* **GIVEN TASK**: Rewrite each of the rows below with "tower" changed to "building" and everything else left as it is. Leave out the pictures.

-- BEGIN SUPPLIED MATERIAL --

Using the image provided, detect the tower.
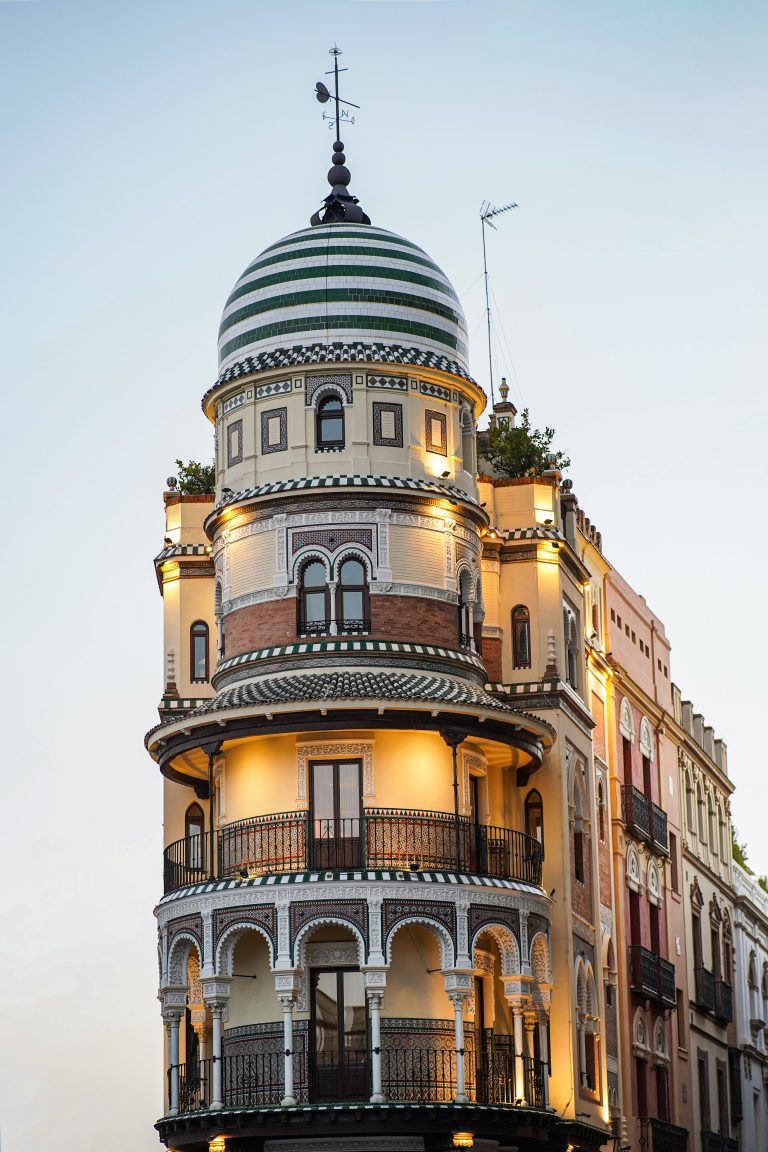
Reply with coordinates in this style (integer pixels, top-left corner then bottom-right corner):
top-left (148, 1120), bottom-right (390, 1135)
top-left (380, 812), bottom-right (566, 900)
top-left (146, 58), bottom-right (603, 1152)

-- END SUPPLIED MATERIAL --

* **EXERCISE RESULT**:
Using the image provided, detect the building.
Reply with coordinates in this style (integer pixels, top-left corner then bottom-right corner):
top-left (148, 1120), bottom-right (390, 1135)
top-left (380, 812), bottom-right (566, 900)
top-left (146, 58), bottom-right (603, 1152)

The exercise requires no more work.